## [Stated task]
Return exactly the lines of the data below, from the one that contains "In the photo above, where can the white ceramic plate" through the final line, and leave out every picture.

## [Dataset excerpts]

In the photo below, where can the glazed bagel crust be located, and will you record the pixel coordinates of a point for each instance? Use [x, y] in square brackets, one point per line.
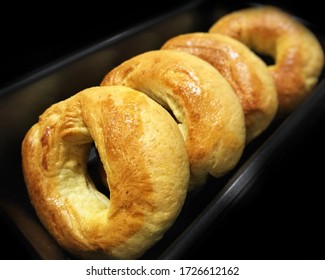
[297, 53]
[208, 111]
[144, 157]
[246, 72]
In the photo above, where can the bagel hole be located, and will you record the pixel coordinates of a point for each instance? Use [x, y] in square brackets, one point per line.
[268, 59]
[97, 173]
[173, 116]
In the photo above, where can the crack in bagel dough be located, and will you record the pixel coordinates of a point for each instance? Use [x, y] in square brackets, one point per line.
[297, 53]
[243, 69]
[145, 159]
[208, 111]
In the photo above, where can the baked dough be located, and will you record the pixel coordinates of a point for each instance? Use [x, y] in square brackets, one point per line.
[144, 157]
[297, 53]
[208, 111]
[244, 70]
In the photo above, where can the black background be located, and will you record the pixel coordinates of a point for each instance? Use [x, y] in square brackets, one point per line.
[284, 220]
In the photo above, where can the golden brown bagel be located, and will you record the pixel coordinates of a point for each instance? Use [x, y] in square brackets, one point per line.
[298, 55]
[246, 72]
[145, 159]
[209, 113]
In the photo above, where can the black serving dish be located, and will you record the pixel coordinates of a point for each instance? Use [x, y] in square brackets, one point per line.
[270, 206]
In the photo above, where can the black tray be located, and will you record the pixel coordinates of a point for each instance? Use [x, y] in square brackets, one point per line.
[213, 217]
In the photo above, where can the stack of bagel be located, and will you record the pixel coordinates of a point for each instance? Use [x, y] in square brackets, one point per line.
[161, 122]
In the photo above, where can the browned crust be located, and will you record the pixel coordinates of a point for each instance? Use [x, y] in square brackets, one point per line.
[209, 112]
[298, 55]
[147, 184]
[247, 74]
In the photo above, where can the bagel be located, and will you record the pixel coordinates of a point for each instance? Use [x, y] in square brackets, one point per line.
[246, 72]
[297, 53]
[208, 111]
[145, 159]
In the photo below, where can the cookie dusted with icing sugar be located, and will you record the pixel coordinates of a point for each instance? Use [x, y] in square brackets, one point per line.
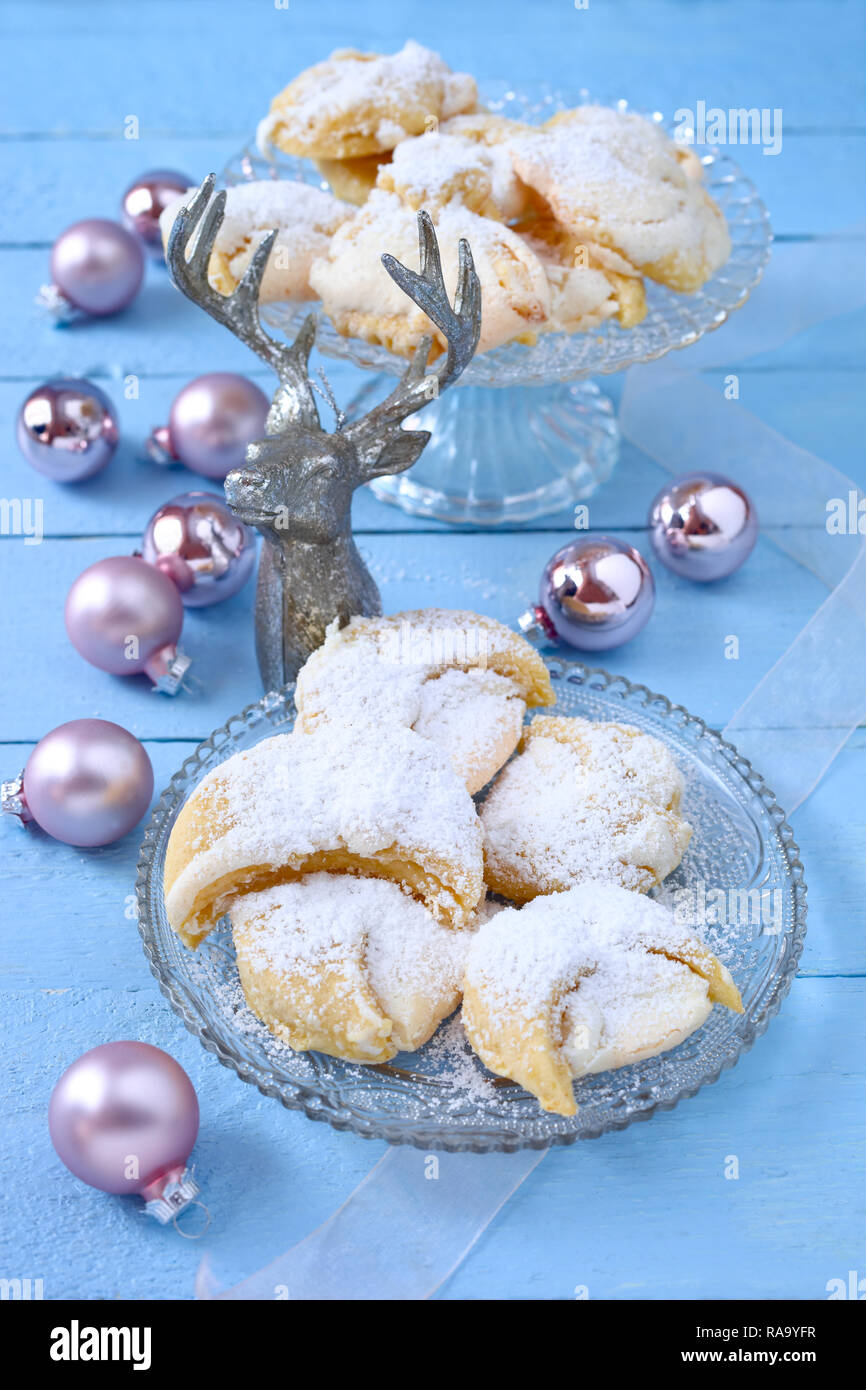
[588, 282]
[455, 677]
[352, 180]
[364, 103]
[583, 982]
[303, 217]
[346, 965]
[583, 802]
[362, 300]
[613, 178]
[387, 805]
[434, 168]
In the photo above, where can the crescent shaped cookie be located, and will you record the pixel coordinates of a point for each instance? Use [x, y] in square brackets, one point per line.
[303, 217]
[431, 170]
[363, 103]
[583, 802]
[388, 805]
[583, 982]
[455, 677]
[352, 180]
[362, 300]
[613, 178]
[588, 282]
[349, 966]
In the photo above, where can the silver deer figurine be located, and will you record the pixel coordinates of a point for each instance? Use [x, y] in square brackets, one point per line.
[298, 483]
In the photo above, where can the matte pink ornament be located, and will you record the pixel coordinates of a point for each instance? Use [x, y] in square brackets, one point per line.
[86, 783]
[146, 198]
[124, 1118]
[124, 616]
[211, 421]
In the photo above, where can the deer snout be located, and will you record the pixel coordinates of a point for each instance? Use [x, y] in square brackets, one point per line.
[242, 487]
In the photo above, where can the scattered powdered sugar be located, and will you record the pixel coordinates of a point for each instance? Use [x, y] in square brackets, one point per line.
[598, 804]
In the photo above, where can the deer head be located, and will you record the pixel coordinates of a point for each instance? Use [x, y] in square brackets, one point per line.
[296, 484]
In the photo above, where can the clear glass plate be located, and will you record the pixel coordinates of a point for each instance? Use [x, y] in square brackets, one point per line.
[442, 1097]
[553, 438]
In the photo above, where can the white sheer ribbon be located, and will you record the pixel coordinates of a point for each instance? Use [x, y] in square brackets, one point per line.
[413, 1219]
[399, 1235]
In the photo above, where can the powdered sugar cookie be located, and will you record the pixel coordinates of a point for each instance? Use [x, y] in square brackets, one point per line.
[387, 805]
[455, 677]
[434, 168]
[588, 282]
[583, 982]
[615, 178]
[352, 180]
[363, 302]
[362, 103]
[305, 218]
[345, 965]
[583, 802]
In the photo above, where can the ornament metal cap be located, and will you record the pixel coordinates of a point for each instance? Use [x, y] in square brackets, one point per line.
[56, 306]
[157, 446]
[167, 669]
[13, 801]
[171, 1194]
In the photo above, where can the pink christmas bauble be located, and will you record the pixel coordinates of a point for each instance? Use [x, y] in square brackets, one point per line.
[199, 544]
[211, 421]
[143, 202]
[67, 430]
[121, 613]
[97, 266]
[88, 783]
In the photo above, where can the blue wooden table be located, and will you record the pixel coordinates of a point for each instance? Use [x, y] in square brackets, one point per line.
[644, 1214]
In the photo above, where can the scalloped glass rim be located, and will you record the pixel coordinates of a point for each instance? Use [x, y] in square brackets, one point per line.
[673, 321]
[405, 1105]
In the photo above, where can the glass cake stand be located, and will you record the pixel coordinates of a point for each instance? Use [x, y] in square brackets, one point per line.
[442, 1097]
[527, 432]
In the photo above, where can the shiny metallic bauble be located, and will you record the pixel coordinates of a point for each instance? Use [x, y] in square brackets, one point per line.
[702, 526]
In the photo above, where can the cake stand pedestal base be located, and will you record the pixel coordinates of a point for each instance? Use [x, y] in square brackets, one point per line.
[502, 455]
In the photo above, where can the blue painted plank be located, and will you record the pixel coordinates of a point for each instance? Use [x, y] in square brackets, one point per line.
[163, 332]
[822, 412]
[644, 1214]
[681, 651]
[652, 1215]
[56, 192]
[200, 68]
[89, 940]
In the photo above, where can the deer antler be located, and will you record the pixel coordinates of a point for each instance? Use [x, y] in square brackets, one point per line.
[188, 256]
[462, 328]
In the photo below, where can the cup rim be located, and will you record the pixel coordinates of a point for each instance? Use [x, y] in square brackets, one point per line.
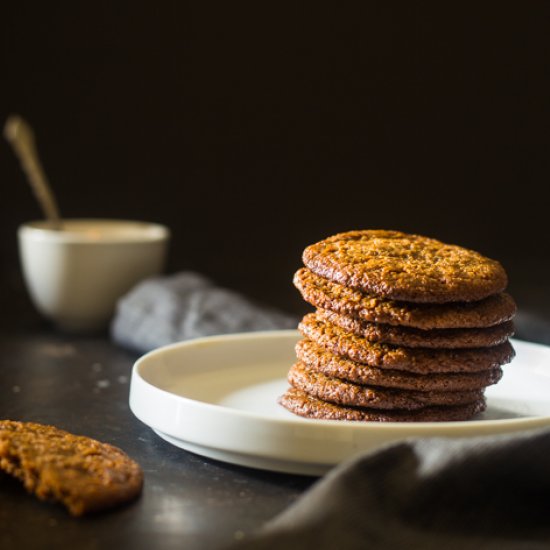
[95, 230]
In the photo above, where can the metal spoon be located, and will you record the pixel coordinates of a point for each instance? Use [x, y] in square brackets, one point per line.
[21, 137]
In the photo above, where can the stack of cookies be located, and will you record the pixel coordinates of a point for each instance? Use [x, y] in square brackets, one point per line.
[407, 328]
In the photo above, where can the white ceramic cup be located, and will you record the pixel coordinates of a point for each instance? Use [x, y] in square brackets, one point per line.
[75, 275]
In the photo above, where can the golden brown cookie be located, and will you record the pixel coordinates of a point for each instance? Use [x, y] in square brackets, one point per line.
[420, 360]
[342, 392]
[453, 338]
[400, 266]
[327, 294]
[331, 365]
[81, 473]
[302, 404]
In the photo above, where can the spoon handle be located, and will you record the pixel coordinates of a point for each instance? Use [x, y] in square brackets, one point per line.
[21, 137]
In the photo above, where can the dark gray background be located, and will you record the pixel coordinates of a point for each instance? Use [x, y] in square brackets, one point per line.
[253, 132]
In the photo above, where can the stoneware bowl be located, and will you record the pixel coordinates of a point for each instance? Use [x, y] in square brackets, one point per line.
[76, 274]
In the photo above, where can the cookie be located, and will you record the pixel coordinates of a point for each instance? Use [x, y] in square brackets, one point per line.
[341, 392]
[399, 266]
[419, 360]
[326, 294]
[307, 406]
[81, 473]
[417, 338]
[331, 365]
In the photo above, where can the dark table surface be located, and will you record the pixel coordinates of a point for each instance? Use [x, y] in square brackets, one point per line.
[81, 384]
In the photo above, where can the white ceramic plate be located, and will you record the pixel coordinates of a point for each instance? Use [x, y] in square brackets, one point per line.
[217, 397]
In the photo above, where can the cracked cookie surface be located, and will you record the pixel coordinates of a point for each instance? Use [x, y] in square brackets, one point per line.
[422, 360]
[81, 473]
[305, 405]
[326, 294]
[400, 266]
[333, 366]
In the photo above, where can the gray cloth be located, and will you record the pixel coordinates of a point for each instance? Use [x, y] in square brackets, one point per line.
[164, 310]
[485, 493]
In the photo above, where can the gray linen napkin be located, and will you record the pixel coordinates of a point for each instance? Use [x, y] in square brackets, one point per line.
[168, 309]
[488, 492]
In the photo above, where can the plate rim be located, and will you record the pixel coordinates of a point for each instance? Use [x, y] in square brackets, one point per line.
[393, 431]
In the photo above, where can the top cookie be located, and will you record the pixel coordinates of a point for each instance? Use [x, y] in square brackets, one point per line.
[400, 266]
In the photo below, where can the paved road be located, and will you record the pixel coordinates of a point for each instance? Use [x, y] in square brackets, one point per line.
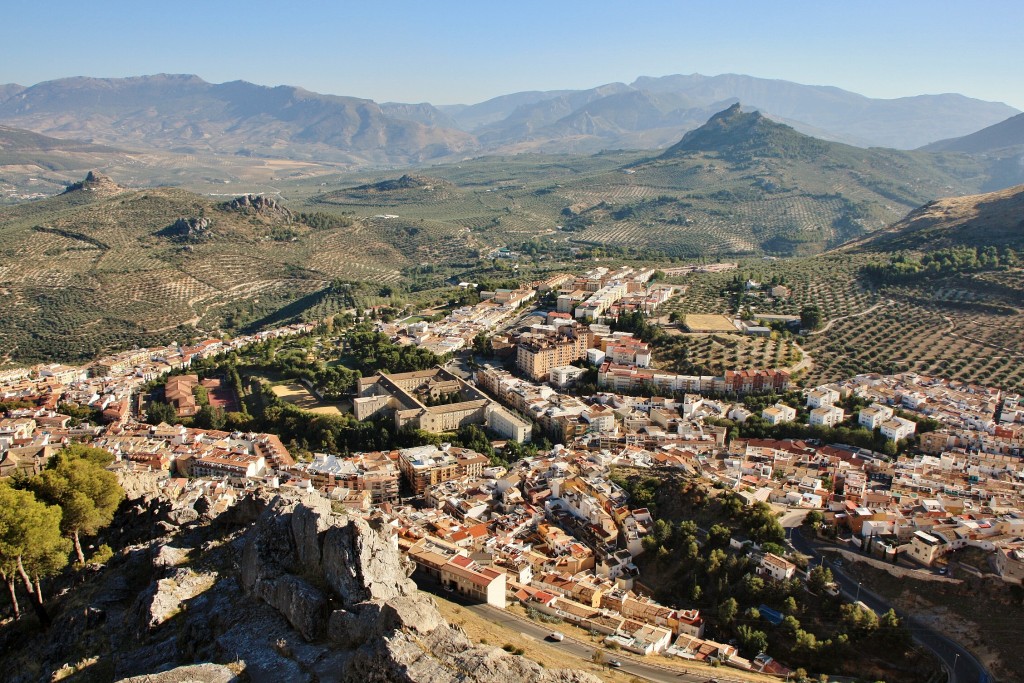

## [Output for this task]
In the photo above, where can the white ceramic plate be located, and will you record the pixel coordinates of a point for each instance? Use [x, y] in square brackets, one point per line.
[217, 397]
In the photo above, where can the cracked cookie surface be located, and will you record the pixel coordinates of a point for each instance? Use [x, y] in square brackets, one point per line.
[422, 360]
[81, 473]
[305, 405]
[326, 294]
[400, 266]
[333, 366]
In the photo above, where can the gray cloth be located, and will you record the pixel coordinates of a point for each instance? Use [x, y] in square brackets, one point per line.
[164, 310]
[485, 493]
In the photo above, where can the gray linen napkin be located, and will you record the pixel coordinates of a point for each instance? Use [x, y] in square brackets, one point per line.
[168, 309]
[488, 492]
In the photo above, where can the plate rim be located, and will you record the pixel coordinates of a point for each instance? Use [x, y] in square brackets, one point per line.
[393, 431]
In the photo above, where can the top cookie be located, and will you record the pixel coordinates of a point for each instance? Use [x, y] in square brackets, one point per line.
[400, 266]
In the photo below, where can the paved road be located, and will you record the pixel coordinates of a point for each instance? Use [x, y] in square brackets, one point per line.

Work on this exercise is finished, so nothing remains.